◆ **TASK DIRECTIONS**
Starting with the line that contains "Place one point per instance of the rein." and going on through the final line below, render those lines as a JSON list of strings with one string per line, leaving out any blank lines.

◆ **RECORDS FOR PROCESSING**
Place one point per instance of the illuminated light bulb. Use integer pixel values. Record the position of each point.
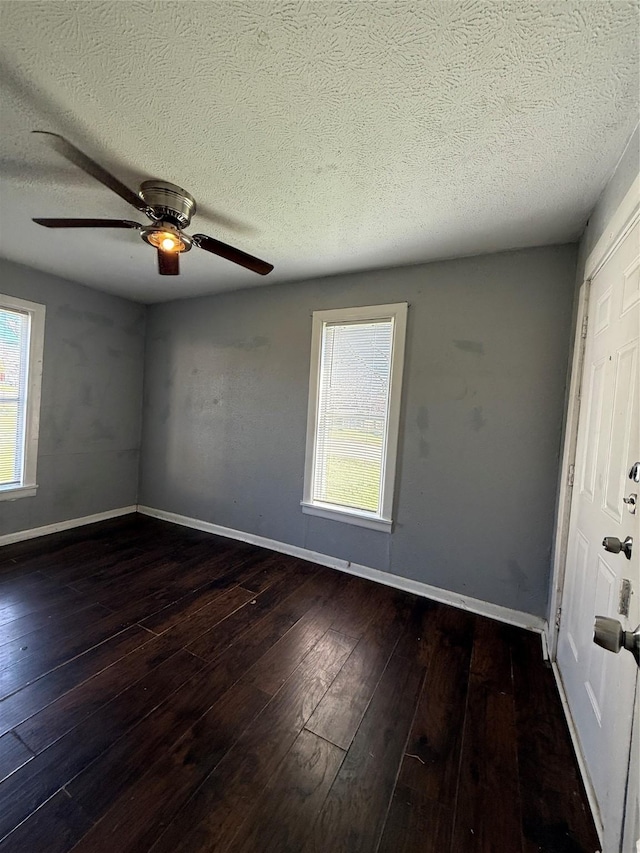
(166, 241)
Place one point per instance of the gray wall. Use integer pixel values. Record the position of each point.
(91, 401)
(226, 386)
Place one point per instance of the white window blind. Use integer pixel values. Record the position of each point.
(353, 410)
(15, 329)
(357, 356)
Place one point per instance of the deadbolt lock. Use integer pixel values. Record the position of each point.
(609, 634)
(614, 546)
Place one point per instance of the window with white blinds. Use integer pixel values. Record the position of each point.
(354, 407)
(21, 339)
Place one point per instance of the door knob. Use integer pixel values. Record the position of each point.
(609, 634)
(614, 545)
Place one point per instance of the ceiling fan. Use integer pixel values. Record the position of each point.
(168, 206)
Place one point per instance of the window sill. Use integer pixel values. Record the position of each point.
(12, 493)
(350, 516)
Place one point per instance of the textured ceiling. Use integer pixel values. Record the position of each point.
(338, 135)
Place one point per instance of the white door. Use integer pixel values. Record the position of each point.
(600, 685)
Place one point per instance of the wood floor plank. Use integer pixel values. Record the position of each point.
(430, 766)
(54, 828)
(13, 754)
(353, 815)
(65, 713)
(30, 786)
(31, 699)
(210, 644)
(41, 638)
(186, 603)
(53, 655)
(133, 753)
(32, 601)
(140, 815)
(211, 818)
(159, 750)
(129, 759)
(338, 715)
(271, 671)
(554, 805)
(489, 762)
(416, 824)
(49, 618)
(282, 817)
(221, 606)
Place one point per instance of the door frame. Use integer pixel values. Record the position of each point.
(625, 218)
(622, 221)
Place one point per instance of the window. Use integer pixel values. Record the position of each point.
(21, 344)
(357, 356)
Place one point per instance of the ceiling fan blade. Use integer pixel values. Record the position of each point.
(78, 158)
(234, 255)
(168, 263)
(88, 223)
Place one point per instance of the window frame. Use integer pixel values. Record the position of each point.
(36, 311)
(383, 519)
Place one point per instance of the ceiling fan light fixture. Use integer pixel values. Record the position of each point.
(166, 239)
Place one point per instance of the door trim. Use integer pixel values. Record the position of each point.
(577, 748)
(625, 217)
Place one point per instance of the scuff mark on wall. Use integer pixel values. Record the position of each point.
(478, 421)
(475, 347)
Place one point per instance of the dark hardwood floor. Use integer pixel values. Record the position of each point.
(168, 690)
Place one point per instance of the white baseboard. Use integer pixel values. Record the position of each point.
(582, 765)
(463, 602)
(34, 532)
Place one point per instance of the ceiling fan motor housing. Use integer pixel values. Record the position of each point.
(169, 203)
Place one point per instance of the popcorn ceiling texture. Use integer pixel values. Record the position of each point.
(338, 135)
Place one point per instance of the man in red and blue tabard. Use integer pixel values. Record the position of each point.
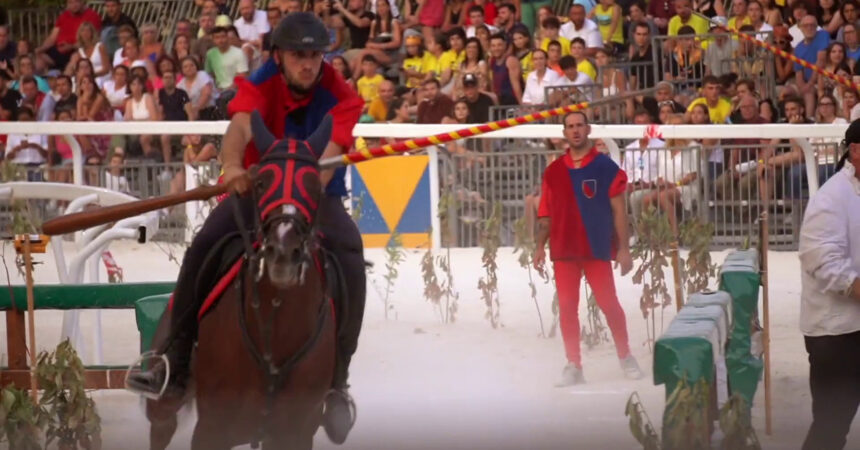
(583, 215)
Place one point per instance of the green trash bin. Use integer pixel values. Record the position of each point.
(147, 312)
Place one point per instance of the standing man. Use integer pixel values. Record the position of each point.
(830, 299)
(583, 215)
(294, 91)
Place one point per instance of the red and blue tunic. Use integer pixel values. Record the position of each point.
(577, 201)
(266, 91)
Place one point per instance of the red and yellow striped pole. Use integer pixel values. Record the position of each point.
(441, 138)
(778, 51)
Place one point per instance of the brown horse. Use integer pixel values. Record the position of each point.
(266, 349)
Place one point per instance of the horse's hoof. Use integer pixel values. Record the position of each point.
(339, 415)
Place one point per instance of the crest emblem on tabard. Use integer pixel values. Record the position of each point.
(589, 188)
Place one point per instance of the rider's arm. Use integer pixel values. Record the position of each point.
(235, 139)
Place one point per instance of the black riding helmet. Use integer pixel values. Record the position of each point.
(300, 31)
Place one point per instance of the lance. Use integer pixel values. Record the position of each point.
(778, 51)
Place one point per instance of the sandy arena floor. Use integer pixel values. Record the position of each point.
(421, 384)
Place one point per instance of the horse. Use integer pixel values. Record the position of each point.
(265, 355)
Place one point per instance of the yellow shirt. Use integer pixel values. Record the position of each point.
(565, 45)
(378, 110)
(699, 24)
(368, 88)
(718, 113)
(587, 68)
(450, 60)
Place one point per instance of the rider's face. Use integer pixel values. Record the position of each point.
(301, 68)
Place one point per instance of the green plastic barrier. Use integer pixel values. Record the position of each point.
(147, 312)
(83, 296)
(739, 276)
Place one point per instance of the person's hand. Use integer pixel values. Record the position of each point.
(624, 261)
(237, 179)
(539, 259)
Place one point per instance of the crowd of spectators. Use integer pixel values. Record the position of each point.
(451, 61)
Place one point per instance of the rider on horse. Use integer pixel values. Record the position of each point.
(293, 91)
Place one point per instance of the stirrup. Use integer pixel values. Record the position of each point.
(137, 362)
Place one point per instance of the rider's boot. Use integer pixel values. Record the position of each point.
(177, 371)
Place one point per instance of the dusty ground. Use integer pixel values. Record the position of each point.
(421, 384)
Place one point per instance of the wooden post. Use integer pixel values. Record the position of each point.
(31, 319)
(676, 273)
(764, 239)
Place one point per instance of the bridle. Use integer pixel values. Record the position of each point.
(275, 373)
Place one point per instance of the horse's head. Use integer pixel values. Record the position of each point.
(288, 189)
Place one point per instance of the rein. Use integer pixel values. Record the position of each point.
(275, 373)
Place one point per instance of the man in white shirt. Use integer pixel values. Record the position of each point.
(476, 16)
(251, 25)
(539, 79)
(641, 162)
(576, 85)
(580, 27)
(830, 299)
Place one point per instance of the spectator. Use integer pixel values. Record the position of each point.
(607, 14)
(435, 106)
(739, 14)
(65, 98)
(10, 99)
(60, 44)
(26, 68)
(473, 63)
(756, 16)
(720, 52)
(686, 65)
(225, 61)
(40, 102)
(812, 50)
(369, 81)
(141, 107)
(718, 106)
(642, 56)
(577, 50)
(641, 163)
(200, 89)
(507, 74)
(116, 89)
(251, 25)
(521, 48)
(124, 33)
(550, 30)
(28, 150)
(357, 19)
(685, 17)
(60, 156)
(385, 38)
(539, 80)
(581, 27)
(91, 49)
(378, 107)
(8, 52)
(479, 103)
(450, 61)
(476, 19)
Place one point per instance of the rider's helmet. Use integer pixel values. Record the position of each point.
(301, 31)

◆ **FULL ANSWER**
[
  "Place one point per instance of the rein. Use integer pixel values. Record the position of each point.",
  "(275, 373)",
  "Place one point per instance of the man in white shirt. Use integer pixel values. Record the position of each point.",
  "(476, 16)",
  "(251, 25)",
  "(539, 79)",
  "(641, 162)",
  "(576, 85)",
  "(580, 27)",
  "(830, 299)",
  "Place one point per instance of the spectator. Use integer pixel values. Record the position of each point.",
  "(607, 14)",
  "(435, 106)",
  "(739, 14)",
  "(65, 98)",
  "(10, 99)",
  "(60, 44)",
  "(26, 68)",
  "(473, 63)",
  "(756, 16)",
  "(720, 52)",
  "(686, 65)",
  "(225, 61)",
  "(40, 102)",
  "(812, 50)",
  "(369, 81)",
  "(141, 107)",
  "(718, 106)",
  "(642, 56)",
  "(577, 50)",
  "(641, 163)",
  "(200, 89)",
  "(507, 74)",
  "(116, 89)",
  "(251, 25)",
  "(521, 48)",
  "(124, 33)",
  "(550, 30)",
  "(28, 150)",
  "(357, 19)",
  "(685, 17)",
  "(60, 156)",
  "(385, 38)",
  "(539, 80)",
  "(581, 27)",
  "(91, 49)",
  "(378, 107)",
  "(8, 52)",
  "(479, 103)",
  "(450, 61)",
  "(476, 19)",
  "Place one point per instance of the rider's helmet. Use integer pixel values. Record the position of each point.",
  "(301, 31)"
]